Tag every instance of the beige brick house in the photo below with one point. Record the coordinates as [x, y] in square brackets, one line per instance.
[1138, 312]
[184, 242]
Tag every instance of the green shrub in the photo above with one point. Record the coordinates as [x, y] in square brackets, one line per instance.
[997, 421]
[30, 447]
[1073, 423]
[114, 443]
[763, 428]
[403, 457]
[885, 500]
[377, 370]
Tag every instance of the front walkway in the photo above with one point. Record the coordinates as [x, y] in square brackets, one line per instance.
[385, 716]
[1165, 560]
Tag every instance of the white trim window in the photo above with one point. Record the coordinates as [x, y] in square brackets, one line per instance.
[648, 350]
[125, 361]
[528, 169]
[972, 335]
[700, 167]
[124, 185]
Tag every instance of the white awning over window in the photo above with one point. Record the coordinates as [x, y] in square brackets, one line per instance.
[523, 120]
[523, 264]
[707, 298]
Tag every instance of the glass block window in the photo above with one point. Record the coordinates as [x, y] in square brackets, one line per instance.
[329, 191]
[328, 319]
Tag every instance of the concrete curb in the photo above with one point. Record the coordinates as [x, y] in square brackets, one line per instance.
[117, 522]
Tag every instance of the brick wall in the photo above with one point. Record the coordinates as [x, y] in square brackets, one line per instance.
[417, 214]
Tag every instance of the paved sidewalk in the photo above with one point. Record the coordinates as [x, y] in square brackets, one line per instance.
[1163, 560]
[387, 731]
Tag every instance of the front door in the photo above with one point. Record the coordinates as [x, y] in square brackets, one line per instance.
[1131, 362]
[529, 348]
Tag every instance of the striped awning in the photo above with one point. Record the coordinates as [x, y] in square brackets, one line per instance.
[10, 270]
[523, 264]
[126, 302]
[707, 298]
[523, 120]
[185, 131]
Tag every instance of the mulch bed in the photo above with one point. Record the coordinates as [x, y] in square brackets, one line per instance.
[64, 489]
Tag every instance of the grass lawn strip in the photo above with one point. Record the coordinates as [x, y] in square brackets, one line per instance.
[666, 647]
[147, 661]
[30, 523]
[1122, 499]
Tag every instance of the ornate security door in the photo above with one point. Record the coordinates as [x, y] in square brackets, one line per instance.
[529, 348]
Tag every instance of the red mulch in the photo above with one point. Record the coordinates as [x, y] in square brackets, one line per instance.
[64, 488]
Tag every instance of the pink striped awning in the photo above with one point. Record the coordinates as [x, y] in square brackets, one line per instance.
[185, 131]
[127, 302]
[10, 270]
::::::
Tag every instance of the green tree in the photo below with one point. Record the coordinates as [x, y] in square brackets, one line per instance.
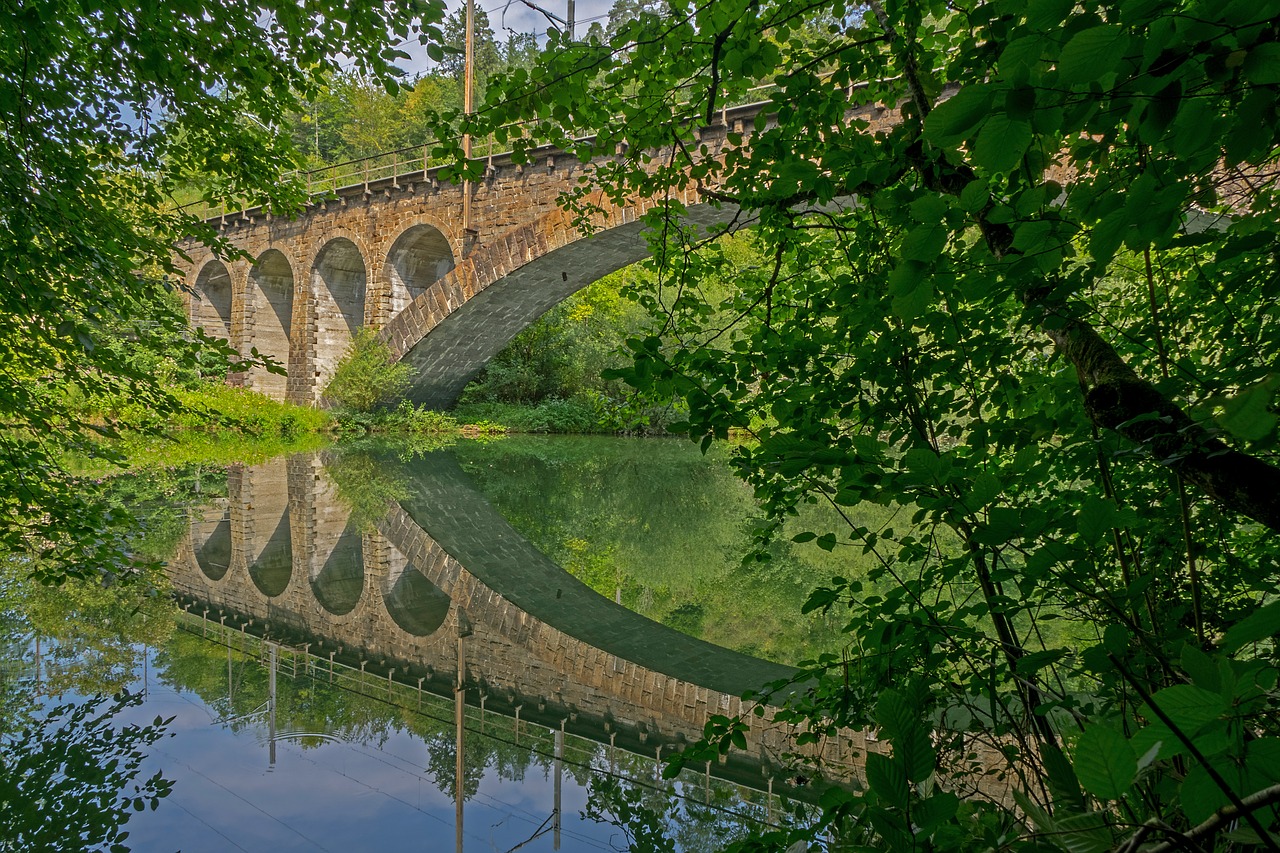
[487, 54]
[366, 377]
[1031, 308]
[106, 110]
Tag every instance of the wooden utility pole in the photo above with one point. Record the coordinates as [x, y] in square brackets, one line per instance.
::::::
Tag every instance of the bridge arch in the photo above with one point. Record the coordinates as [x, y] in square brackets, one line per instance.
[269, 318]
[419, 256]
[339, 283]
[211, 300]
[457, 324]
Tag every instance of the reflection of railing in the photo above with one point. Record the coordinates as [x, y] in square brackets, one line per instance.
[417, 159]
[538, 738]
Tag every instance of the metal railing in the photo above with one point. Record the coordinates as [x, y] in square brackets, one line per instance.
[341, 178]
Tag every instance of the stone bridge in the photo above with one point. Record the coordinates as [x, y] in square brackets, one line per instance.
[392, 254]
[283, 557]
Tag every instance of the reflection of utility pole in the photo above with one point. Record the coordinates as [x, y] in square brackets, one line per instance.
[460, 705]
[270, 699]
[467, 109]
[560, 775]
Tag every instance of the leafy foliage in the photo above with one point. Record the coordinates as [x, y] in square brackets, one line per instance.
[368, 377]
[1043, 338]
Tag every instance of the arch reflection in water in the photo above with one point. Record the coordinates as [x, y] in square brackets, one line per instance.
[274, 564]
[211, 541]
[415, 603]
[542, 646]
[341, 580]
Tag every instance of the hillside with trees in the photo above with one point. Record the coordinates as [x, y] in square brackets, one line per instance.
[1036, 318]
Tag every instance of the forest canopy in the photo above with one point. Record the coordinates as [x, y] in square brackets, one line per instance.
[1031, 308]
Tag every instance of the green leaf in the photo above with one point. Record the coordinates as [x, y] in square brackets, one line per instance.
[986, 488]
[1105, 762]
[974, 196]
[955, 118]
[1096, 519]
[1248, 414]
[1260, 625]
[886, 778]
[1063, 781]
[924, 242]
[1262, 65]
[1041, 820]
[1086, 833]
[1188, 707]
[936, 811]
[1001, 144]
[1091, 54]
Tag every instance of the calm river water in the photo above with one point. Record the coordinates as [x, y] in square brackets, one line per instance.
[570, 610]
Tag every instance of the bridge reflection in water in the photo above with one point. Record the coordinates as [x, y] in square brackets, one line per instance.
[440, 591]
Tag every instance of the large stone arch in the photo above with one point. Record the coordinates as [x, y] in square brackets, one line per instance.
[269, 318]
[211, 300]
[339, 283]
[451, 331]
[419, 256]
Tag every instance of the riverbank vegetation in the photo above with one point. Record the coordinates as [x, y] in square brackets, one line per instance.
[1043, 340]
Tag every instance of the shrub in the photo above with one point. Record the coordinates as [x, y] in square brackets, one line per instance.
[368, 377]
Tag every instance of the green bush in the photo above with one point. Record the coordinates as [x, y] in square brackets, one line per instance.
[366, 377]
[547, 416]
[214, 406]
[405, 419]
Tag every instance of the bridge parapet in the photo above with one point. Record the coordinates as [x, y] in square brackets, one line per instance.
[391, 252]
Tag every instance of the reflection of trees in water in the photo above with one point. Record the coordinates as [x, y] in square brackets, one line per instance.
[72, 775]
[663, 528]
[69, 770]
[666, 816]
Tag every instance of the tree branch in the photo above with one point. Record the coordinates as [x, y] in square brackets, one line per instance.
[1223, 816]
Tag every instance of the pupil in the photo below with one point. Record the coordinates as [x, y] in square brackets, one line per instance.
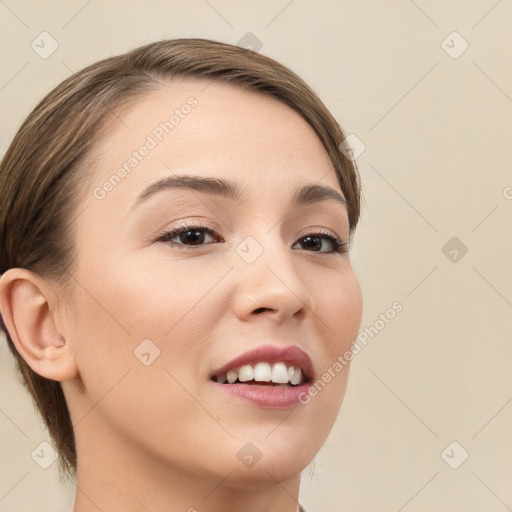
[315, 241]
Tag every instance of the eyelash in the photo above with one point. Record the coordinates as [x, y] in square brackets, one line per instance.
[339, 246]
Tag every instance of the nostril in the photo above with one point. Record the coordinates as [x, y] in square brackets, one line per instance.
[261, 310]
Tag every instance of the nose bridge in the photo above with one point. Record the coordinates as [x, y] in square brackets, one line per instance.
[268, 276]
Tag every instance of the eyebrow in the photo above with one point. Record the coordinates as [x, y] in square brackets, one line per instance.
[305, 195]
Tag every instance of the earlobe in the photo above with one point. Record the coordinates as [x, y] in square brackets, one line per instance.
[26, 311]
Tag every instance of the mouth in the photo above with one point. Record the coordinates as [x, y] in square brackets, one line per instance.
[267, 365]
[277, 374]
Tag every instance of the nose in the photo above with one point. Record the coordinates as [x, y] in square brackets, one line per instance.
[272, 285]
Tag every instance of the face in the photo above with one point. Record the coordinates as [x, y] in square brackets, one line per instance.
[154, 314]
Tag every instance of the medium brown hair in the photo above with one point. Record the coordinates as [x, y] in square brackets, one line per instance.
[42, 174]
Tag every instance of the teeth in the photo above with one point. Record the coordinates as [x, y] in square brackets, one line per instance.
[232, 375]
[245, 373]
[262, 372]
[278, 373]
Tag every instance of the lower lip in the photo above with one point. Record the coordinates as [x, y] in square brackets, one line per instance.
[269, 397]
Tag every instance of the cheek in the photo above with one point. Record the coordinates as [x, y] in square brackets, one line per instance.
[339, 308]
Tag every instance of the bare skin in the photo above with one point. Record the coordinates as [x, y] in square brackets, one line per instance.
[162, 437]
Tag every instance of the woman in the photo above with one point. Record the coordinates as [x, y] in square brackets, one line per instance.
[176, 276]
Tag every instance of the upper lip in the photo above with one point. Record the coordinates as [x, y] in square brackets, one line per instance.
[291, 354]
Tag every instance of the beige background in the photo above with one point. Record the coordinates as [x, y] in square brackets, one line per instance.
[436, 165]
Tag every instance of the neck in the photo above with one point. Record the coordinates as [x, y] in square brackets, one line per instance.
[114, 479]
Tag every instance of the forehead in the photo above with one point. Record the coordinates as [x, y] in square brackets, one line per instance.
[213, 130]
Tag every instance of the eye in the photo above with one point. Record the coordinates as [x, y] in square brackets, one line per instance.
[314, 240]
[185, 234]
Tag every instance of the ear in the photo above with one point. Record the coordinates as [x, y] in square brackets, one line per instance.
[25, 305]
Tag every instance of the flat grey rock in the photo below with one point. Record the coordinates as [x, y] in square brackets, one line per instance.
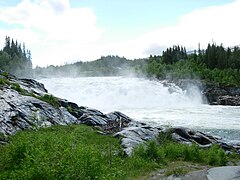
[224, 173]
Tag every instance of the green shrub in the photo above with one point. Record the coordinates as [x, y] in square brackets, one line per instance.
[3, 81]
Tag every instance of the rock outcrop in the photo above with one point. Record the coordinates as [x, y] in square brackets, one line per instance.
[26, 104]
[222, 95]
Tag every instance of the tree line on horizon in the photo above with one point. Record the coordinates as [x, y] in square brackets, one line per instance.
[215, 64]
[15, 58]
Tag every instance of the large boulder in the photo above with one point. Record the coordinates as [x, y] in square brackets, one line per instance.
::::::
** Directions **
Copy the lines of the material beginning at the line that has "Tag every instance of the beige brick" and stopping after the line that has "[1165, 560]", changing "green shrub" to "boxwood hedge" and leaving everything else the same.

** Final result **
Tag every instance of the beige brick house in the photo below with one point. Record the coordinates as [x, y] in square brackets, one line per instance.
[1138, 312]
[184, 242]
Tag every instance of the boxwood hedge in the photo above with one point. Record the coordinates as [x, y] in square brackets, one line per instance.
[997, 421]
[30, 447]
[1073, 423]
[114, 443]
[763, 428]
[403, 457]
[885, 500]
[377, 370]
Tag every instance of the front walkway in the photo above with one point. Record the coordinates as [x, y] in square brackets, one line per instance.
[385, 716]
[1165, 560]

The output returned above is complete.